-- Begin EXCERPTED PASSAGE --
Variation in Stem Mortality Rates Determines Patterns of Aboveground Biomass in Amazonian Forests: Implications for Dynamic Global Vegetation Models

Stem mortality controls tropical forest biomass.

The Science

This study provides several key benchmarks for vegetation models in the Amazon basin via (1) spatial pattern maps of mortality, woody net primary productivity (NPP), and aboveground biomass (AGB) and (2) the underlying mechanisms controlling these patterns.

The Impact

Previous work had supposed that spatial patterns in AGB in Amazon forests were mediated by a positive association between woody NPP and stem mortality rates inducing reductions in AGB. In contrast, the scientists found that woody NPP and stem mortality are not correlated and, instead, that spatial variability in AGB is controlled primarily by stem mortality (not woody biomass loss).
-- End EXCERPTED PASSAGE --
REQUIRED TASKS
1. In the summary on Amazonian forest biomass, what do the scientists find primarily controls spatial variability in aboveground biomass?
2. Write the next part of the summary on Amazonian forest biomass, picking up after its final sentence.
-- Begin ENTRIES SUPPLIED --
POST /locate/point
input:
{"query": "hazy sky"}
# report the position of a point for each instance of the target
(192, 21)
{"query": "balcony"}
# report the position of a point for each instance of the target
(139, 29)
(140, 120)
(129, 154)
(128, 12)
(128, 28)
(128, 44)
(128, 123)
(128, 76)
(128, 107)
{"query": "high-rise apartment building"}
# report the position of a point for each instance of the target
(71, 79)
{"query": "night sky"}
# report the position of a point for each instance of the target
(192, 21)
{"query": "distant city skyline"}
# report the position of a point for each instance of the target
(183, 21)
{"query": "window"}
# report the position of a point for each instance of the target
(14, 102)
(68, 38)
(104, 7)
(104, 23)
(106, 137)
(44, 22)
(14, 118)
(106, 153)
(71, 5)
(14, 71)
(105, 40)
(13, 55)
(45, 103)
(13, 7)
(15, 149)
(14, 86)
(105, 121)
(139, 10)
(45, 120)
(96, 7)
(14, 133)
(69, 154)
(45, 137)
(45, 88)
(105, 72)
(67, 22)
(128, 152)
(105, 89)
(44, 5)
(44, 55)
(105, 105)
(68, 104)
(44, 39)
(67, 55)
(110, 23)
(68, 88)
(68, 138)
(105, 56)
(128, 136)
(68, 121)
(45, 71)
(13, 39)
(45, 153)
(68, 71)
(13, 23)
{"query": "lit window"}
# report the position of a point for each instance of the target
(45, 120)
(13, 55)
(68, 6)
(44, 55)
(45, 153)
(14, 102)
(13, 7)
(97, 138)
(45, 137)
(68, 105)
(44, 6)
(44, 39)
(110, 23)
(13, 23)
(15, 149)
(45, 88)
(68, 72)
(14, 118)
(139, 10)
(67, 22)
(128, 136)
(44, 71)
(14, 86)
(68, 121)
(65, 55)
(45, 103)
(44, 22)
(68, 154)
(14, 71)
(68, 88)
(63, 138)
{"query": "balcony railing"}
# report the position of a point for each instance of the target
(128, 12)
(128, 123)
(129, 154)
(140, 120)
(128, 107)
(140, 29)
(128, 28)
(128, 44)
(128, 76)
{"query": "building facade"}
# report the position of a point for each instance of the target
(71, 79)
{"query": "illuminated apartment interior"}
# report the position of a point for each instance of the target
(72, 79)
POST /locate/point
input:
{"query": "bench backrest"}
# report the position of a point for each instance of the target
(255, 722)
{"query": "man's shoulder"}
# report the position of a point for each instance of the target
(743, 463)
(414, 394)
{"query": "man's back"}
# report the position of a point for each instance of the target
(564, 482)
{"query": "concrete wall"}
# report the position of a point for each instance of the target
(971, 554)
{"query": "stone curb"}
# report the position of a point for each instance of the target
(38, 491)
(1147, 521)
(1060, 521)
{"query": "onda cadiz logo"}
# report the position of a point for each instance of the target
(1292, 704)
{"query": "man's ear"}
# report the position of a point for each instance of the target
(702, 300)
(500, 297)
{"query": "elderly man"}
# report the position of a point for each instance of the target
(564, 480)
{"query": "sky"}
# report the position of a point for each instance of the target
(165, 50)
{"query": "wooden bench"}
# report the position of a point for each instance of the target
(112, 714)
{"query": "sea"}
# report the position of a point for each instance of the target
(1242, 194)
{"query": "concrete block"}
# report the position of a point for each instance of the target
-- End ENTRIES SUPPLIED --
ANSWERS BELOW
1. Stem mortality primarily controls it.

2.
Summary

Understanding the processes that determine AGB in Amazonian forests is important for predicting the sensitivity of these ecosystems to environmental change and for designing and evaluating dynamic global vegetation models (DGVMs). AGB is determined by inputs from woody NPP and the rate at which carbon is lost through tree mortality. Here, the scientists test whether two direct metrics of tree mortality (the absolute rate of woody biomass loss and the rate of stem mortality) and/or woody NPP control variation in AGB among 167 plots in intact forest across Amazonia. The observations show that stem mortality rates, rather than absolute rates of woody biomass loss, are the most important predictor of AGB, which is consistent with the importance of stand-size structure for determining spatial variation in AGB. The relationship between stem mortality rates and AGB varies among different regions of Amazonia, indicating that variation in wood density and height/diameter relationships also influences AGB. In contrast to previous findings, the study finds that woody NPP was not correlated with stem mortality rates and is weakly positively correlated with AGB. The spatial pattern maps of mortality, NPP, and AGB, as well as the underlying mechanisms controlling these patterns, provide key benchmark targets for DGVMs in Amazonia.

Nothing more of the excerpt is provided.